## [Excerpted data]
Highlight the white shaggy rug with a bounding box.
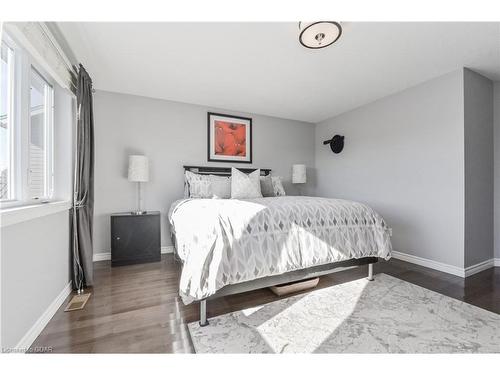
[189,274,500,353]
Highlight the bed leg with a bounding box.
[200,299,208,327]
[366,263,373,281]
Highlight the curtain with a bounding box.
[71,64,94,292]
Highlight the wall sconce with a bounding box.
[323,134,344,154]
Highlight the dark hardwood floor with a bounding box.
[32,254,500,353]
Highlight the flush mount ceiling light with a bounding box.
[299,21,342,49]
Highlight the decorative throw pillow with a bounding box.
[271,176,286,197]
[231,168,262,199]
[209,175,231,199]
[186,171,212,198]
[260,175,275,197]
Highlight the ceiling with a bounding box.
[58,22,500,123]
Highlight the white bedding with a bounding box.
[169,196,392,304]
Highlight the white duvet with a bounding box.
[169,196,392,304]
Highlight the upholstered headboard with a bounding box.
[184,165,271,176]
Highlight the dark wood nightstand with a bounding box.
[111,211,161,267]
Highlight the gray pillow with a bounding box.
[210,175,231,199]
[185,171,212,198]
[260,175,275,197]
[271,176,286,197]
[231,168,262,199]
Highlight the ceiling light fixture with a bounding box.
[299,21,342,49]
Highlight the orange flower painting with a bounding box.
[208,112,252,163]
[214,121,247,156]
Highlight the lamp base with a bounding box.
[130,211,148,215]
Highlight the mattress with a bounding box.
[169,196,392,304]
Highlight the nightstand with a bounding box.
[111,211,161,267]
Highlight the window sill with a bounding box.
[0,201,71,228]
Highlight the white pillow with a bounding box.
[260,175,276,197]
[271,176,286,197]
[231,168,262,199]
[210,175,231,199]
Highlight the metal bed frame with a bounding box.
[179,166,378,327]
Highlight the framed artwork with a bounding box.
[207,112,252,163]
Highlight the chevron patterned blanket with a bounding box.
[169,196,392,304]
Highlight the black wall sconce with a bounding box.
[323,134,344,154]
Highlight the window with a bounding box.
[0,41,14,201]
[28,68,54,199]
[0,35,54,207]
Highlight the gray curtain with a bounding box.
[71,64,94,292]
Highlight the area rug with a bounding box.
[188,274,500,353]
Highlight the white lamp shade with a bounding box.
[128,155,149,182]
[292,164,307,184]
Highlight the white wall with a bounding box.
[315,70,464,268]
[464,69,494,267]
[94,91,314,253]
[1,211,70,348]
[493,82,500,259]
[0,85,74,348]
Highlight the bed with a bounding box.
[168,166,392,326]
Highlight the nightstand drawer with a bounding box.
[111,211,161,266]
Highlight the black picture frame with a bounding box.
[207,112,253,164]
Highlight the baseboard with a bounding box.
[16,281,72,352]
[465,259,495,277]
[92,245,174,262]
[392,251,465,277]
[392,251,500,277]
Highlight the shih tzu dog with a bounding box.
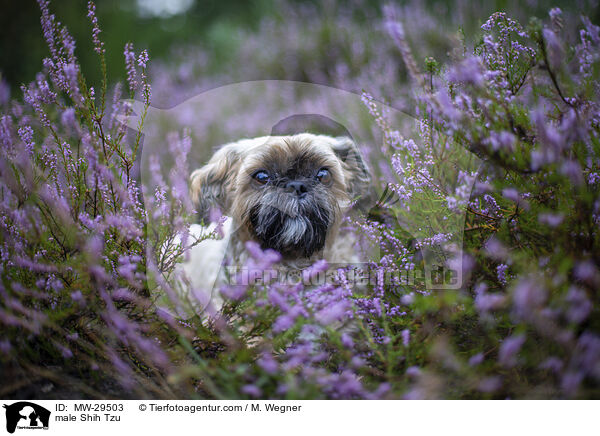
[173,133,370,308]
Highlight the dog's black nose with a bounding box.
[285,180,308,197]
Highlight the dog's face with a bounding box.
[191,133,369,258]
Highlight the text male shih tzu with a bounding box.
[180,133,370,308]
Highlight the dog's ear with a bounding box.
[331,136,372,209]
[190,144,239,224]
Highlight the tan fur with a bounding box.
[182,133,369,314]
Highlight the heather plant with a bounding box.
[0,0,600,399]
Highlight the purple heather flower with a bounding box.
[401,329,410,347]
[0,75,10,106]
[242,384,262,398]
[566,286,593,324]
[496,263,508,285]
[138,50,149,68]
[88,1,105,54]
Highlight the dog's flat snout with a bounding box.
[285,180,308,197]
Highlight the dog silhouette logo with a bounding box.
[3,401,50,433]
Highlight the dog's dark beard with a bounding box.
[249,198,331,257]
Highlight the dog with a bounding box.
[171,133,371,309]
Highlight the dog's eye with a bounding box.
[317,168,331,184]
[252,170,270,185]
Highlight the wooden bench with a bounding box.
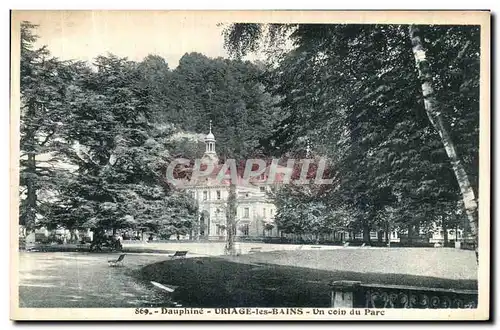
[170,251,188,259]
[248,247,262,253]
[108,254,125,267]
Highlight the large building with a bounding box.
[186,123,286,240]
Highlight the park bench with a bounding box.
[248,247,262,253]
[170,251,188,259]
[108,254,125,267]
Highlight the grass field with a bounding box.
[139,249,477,307]
[18,245,477,308]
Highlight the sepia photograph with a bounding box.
[10,10,490,321]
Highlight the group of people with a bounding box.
[90,228,123,251]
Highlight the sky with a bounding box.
[13,11,237,68]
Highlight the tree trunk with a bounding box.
[409,25,479,256]
[225,183,237,255]
[363,220,370,243]
[442,217,448,246]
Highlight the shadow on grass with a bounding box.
[136,258,477,308]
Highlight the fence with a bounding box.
[331,281,477,309]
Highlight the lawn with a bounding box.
[137,248,477,307]
[19,252,172,308]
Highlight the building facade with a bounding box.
[186,124,278,240]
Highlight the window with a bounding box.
[241,224,250,236]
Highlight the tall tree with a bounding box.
[19,22,72,231]
[409,25,478,254]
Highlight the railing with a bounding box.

## [Task prompt]
Render every line of the items above as a Markdown table with two columns, "Row" for a running number and "Line" for the line itself, and skip any blank lines. Leave the pictures out of the table.

## [Response to this exercise]
| Row | Line |
|---|---|
| 1 | Highlight the white shaggy rug with a bounding box. |
| 2 | [189,274,500,353] |
| 3 | Highlight the bed leg with a bounding box. |
| 4 | [200,299,208,327] |
| 5 | [366,263,373,281] |
| 6 | Highlight the curtain with a bounding box. |
| 7 | [71,64,94,292] |
| 8 | Highlight the wall sconce with a bounding box. |
| 9 | [323,134,344,154] |
| 10 | Highlight the dark hardwood floor with a bounding box. |
| 11 | [32,254,500,353] |
| 12 | Highlight the flush mount ceiling light with a bounding box. |
| 13 | [299,21,342,49] |
| 14 | Highlight the decorative throw pillow with a bounding box. |
| 15 | [271,176,286,197] |
| 16 | [231,168,262,199] |
| 17 | [209,175,231,199] |
| 18 | [186,171,212,198] |
| 19 | [260,175,275,197] |
| 20 | Highlight the ceiling with a bounding box. |
| 21 | [58,22,500,123] |
| 22 | Highlight the white bedding with a bounding box. |
| 23 | [169,196,392,304] |
| 24 | Highlight the white duvet with a bounding box. |
| 25 | [169,196,392,304] |
| 26 | Highlight the upholstered headboard with a bounding box. |
| 27 | [184,165,271,176] |
| 28 | Highlight the dark wood nightstand with a bounding box. |
| 29 | [111,211,161,267] |
| 30 | Highlight the gray pillow with a bounding box. |
| 31 | [210,175,231,199] |
| 32 | [185,171,212,198] |
| 33 | [260,175,275,197] |
| 34 | [271,176,286,197] |
| 35 | [231,168,262,199] |
| 36 | Highlight the ceiling light fixture with a bounding box. |
| 37 | [299,21,342,49] |
| 38 | Highlight the orange flower painting with a bounding box. |
| 39 | [208,112,252,163] |
| 40 | [214,121,247,156] |
| 41 | Highlight the lamp base with a bounding box. |
| 42 | [130,211,148,215] |
| 43 | Highlight the mattress with a bounding box. |
| 44 | [169,196,392,304] |
| 45 | Highlight the nightstand with a bounding box. |
| 46 | [111,211,161,267] |
| 47 | Highlight the window sill with a bounding box. |
| 48 | [0,201,71,228] |
| 49 | Highlight the white pillow with a bounding box. |
| 50 | [260,175,276,197] |
| 51 | [271,176,286,197] |
| 52 | [231,168,262,199] |
| 53 | [210,175,231,199] |
| 54 | Highlight the metal bed frame with a bounding box. |
| 55 | [179,166,378,327] |
| 56 | Highlight the framed artwork with a bounding box. |
| 57 | [207,112,252,163] |
| 58 | Highlight the chevron patterned blanket with a bounding box. |
| 59 | [169,196,392,304] |
| 60 | Highlight the black wall sconce with a bounding box. |
| 61 | [323,134,344,154] |
| 62 | Highlight the window with a bounding box. |
| 63 | [0,41,14,201] |
| 64 | [28,68,54,199] |
| 65 | [0,35,54,207] |
| 66 | Highlight the gray curtain with a bounding box. |
| 67 | [71,64,94,292] |
| 68 | Highlight the area rug with a bounding box. |
| 69 | [188,274,500,353] |
| 70 | Highlight the white lamp shade with a bounding box. |
| 71 | [128,155,149,182] |
| 72 | [292,164,307,184] |
| 73 | Highlight the white wall with a bounding box. |
| 74 | [315,70,464,268] |
| 75 | [464,69,494,267] |
| 76 | [94,91,314,253] |
| 77 | [1,211,70,348] |
| 78 | [493,82,500,259] |
| 79 | [0,85,74,348] |
| 80 | Highlight the bed with a bounding box. |
| 81 | [168,166,392,326] |
| 82 | Highlight the nightstand drawer with a bounding box. |
| 83 | [111,211,161,266] |
| 84 | Highlight the black picture frame with a bounding box. |
| 85 | [207,112,253,164] |
| 86 | Highlight the baseboard with a bounding box. |
| 87 | [16,281,72,352] |
| 88 | [465,259,495,277] |
| 89 | [92,245,174,262] |
| 90 | [392,251,465,277] |
| 91 | [392,251,500,277] |
| 92 | Highlight the shih tzu dog with a bounding box. |
| 93 | [173,133,370,308] |
| 94 | Highlight the dog's black nose with a bounding box. |
| 95 | [285,180,308,197] |
| 96 | Highlight the dog's face with a bounding box. |
| 97 | [191,133,369,258] |
| 98 | Highlight the text male shih tzu with a bounding box. |
| 99 | [180,133,370,308] |
| 100 | Highlight the dog's ear with a bounding box. |
| 101 | [331,136,372,209] |
| 102 | [190,144,239,224] |
| 103 | Highlight the tan fur with a bounding box. |
| 104 | [182,133,369,314] |
| 105 | Highlight the heather plant with a bounding box. |
| 106 | [0,0,600,399] |
| 107 | Highlight the purple heather flower with a bounding box. |
| 108 | [401,329,410,347] |
| 109 | [0,75,10,106] |
| 110 | [242,384,262,398] |
| 111 | [566,286,593,324] |
| 112 | [496,263,508,285] |
| 113 | [138,50,149,68] |
| 114 | [88,1,105,54] |
| 115 | Highlight the dog's flat snout with a bounding box. |
| 116 | [285,180,308,197] |
| 117 | Highlight the dog silhouette logo with a bounding box. |
| 118 | [3,401,50,433] |
| 119 | Highlight the dog's dark beard with a bounding box. |
| 120 | [249,198,331,257] |
| 121 | Highlight the dog with a bounding box. |
| 122 | [171,133,371,309] |
| 123 | Highlight the dog's eye with a bounding box. |
| 124 | [317,168,331,184] |
| 125 | [252,170,270,185] |
| 126 | Highlight the wooden bench with a bounding box. |
| 127 | [170,251,188,259] |
| 128 | [248,247,262,253] |
| 129 | [108,254,125,267] |
| 130 | Highlight the large building with a bounding box. |
| 131 | [186,123,286,240] |
| 132 | Highlight the park bench with a bounding box. |
| 133 | [248,247,262,253] |
| 134 | [170,251,188,259] |
| 135 | [108,254,125,267] |
| 136 | Highlight the grass field with a bounding box. |
| 137 | [139,249,477,307] |
| 138 | [18,245,477,308] |
| 139 | Highlight the sepia photograph with a bounding box. |
| 140 | [10,10,490,321] |
| 141 | Highlight the group of people with a bounding box. |
| 142 | [90,228,123,251] |
| 143 | Highlight the sky with a bounding box. |
| 144 | [13,11,237,68] |
| 145 | Highlight the tree trunk with a bounding box. |
| 146 | [409,25,479,256] |
| 147 | [225,183,237,255] |
| 148 | [363,220,370,243] |
| 149 | [442,217,448,246] |
| 150 | Highlight the shadow on grass with a bounding box. |
| 151 | [136,258,477,308] |
| 152 | Highlight the fence with a bounding box. |
| 153 | [331,281,477,309] |
| 154 | Highlight the lawn with a bounding box. |
| 155 | [137,248,477,307] |
| 156 | [19,252,172,308] |
| 157 | Highlight the building facade with a bounding box. |
| 158 | [186,124,278,240] |
| 159 | Highlight the window with a bounding box. |
| 160 | [241,224,250,236] |
| 161 | Highlight the tall tree with a bounding box. |
| 162 | [19,22,72,231] |
| 163 | [409,25,478,254] |
| 164 | Highlight the railing with a bounding box. |